**PROVIDED TEXT:**

But the world is not governed by impersonal forces.  Our lives are not determined by mechanistic abstrac­tions.  This world is a moral uni­verse, governed by a powerful, wise, and just God.

Joseph singles out Simeon for im­prisonment.  A likely reason may be that he has understood Reuben’s words to his brothers as a kind of exoneration of Reuben.  Reuben did not want the boy to be harmed, but Reuben was not present when the brothers sold him to the traveling merchants.  If age was a factor in terms of “who is in charge,” then Simeon as the second oldest would likely have been “in charge” while Reuben was gone.  Joseph knows then exactly which of his brothers he will imprison.  While we cannot prove that this is the reason, it is a plausible explanation.  Simeon ap­parently had done nothing to stop the sale of Joseph into slavery.  The brothers now watch as Simeon is arrested, bound, and taken away to prison.  They are completely help­less to stop it.

But the picture is not completely bleak.  They are given grain and provisions for the journey.  They do not know that the money is waiting for its discovery in each man’s grain bag.  On the journey back, one of them opens his grain sack and discovers that his money is there.  They have escaped impris­onment in Egypt, but this new dis­covery does not fill them with joy. Rather, they are filled with dread. In the text of the Bible, this is the first recorded instance of the broth­ers referring to God (see verse 28). They interpret this event not as a chance mistake by the Egyptian officials, but as an event directed by God Himself.  But their interpreta­tion does not go any farther.  They are not yet at the point where they would say something along the lines of the Apostle Paul, “God works in all things for the good of those who love Him” (cf. Rom. 8:28).  They are men with guilty consciences, and now events take on a more ominous meaning.

**STUDY QUESTIONS:**
- a) In the passage on Joseph and his brothers, what do the brothers find in the grain sack one of them opens on the journey back?
- b) Extend the passage on Joseph and his brothers, starting after its last sentence.
The items after this point are separate material and are not part of the passage on Joseph and his brothers.

**RECORD EXCERPTS:**
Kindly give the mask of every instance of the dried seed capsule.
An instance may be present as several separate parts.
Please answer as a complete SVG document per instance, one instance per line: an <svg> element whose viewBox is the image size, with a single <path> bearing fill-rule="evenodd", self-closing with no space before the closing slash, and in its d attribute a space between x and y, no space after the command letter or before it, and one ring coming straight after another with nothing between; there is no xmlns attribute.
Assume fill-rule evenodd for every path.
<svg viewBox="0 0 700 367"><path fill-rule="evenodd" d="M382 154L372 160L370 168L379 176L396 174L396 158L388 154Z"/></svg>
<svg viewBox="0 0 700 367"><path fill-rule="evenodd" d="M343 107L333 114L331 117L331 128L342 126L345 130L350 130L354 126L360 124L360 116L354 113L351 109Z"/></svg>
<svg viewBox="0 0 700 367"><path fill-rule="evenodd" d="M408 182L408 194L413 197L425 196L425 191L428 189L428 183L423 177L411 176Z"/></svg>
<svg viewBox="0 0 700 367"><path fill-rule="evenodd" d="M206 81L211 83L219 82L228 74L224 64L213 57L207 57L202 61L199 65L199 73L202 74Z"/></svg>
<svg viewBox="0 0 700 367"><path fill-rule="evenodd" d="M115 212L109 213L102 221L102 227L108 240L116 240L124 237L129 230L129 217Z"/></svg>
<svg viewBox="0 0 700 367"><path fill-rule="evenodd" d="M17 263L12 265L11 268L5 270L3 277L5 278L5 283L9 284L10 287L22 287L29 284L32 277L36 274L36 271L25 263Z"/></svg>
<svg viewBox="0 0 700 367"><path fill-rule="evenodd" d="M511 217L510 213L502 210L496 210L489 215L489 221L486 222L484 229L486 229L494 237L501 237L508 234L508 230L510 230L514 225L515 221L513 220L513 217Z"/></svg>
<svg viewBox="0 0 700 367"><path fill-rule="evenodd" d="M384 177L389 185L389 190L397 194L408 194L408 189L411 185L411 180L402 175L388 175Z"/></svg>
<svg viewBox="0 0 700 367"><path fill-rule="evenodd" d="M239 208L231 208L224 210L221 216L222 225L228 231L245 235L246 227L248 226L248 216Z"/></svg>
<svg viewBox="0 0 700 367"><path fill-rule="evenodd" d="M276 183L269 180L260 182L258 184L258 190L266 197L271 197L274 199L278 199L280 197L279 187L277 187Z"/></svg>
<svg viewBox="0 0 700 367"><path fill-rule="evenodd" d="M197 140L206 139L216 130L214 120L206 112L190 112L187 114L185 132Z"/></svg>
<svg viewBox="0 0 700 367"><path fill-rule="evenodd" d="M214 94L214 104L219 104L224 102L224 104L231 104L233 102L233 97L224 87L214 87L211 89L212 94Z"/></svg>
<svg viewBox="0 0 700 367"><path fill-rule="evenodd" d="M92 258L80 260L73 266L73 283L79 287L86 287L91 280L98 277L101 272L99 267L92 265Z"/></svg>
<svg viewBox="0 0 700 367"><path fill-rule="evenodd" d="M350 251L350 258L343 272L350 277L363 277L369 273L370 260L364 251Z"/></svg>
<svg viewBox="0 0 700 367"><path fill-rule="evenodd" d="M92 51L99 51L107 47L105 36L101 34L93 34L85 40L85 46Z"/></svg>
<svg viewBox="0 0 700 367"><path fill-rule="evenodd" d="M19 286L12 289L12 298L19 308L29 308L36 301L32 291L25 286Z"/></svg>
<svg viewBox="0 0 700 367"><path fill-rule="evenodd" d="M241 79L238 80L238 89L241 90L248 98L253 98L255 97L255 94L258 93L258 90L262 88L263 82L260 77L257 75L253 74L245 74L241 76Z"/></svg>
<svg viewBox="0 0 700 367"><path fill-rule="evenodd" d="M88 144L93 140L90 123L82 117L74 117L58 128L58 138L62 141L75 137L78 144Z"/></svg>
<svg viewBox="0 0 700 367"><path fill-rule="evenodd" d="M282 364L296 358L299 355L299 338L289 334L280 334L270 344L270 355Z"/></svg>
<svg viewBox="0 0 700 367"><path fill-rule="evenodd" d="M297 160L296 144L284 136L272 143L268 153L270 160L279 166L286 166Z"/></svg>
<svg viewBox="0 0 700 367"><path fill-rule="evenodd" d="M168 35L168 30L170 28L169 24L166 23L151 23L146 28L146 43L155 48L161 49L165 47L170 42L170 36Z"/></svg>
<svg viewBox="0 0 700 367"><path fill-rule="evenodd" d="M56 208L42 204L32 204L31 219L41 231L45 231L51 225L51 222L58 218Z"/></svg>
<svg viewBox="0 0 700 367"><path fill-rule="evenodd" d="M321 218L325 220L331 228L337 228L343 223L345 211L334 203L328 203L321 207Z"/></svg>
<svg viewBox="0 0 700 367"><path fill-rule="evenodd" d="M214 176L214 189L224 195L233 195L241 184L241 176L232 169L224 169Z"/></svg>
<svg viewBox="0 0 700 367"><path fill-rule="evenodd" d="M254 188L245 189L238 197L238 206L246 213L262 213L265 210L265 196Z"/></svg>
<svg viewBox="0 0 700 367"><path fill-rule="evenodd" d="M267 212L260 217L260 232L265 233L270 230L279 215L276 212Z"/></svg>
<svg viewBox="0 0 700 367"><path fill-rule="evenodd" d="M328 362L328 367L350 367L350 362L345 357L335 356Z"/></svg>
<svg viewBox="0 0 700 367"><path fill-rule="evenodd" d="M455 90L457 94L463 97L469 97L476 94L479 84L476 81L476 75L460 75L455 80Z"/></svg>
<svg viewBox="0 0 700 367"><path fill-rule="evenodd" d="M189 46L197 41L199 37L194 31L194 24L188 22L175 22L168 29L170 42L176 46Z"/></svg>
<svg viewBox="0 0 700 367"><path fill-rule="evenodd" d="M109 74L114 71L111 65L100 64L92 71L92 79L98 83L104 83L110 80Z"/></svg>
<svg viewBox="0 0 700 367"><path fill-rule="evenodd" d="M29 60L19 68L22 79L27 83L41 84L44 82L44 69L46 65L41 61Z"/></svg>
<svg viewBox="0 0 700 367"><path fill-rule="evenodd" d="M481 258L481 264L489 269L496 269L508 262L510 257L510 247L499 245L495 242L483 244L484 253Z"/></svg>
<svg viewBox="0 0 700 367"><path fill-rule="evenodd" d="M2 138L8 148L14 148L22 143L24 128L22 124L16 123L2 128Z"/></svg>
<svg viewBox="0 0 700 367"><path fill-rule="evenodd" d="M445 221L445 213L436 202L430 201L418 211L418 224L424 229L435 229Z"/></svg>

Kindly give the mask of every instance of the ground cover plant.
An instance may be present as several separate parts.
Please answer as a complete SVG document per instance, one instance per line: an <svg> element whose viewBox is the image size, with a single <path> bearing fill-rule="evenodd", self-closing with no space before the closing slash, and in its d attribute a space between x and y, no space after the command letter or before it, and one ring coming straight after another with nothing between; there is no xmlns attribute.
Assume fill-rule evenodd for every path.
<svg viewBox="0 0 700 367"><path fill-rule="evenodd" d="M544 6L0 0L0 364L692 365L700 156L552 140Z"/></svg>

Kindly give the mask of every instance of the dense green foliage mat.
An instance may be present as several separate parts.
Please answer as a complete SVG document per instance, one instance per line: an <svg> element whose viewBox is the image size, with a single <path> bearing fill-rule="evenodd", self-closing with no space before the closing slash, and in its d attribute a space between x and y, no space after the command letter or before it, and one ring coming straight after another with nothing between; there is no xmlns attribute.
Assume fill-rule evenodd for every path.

**ANSWERS FOR THIS EXERCISE:**
- a) His money.

- b)
Jesus Christ is the ruler over all creation, and He is the discerner of all hearts and consciences.  As a father disciplines the children he loves, so Christ also disciplines con­gregations and Christian believers. Can we see the Spirit of Christ working through this “harsh lord of the land,” not for destruction, but for the kind of godly maturity that God seeks in all His children?  Behind Joseph is God our Father in Jesus Christ.

Lesson 9: Points to ponder and discuss

1. Reflect on how much food is available in nearby grocery stores.  “Give us this day our daily bread,” we pray, but in our hearts we would rather have a nice steak and pie with ice cream.  How easy is it to pray for “daily bread” when food supplies in North America are available in such great abundance?  What would our society be like if all food production were to stop tomorrow?

2. How does the bowing of the ten brothers to Joseph remind him of his dreams in Genesis 37?  Is Joseph beginning now to put the prophetic “pieces of the puzzle” together in regard to what God has in store for him as a ruler over even his family?  In other words, how do the two dreams of Genesis 37 put light on what is happening in Genesis 42?  If you read into the next several chapters, how much bowing is done by the several characters in this story?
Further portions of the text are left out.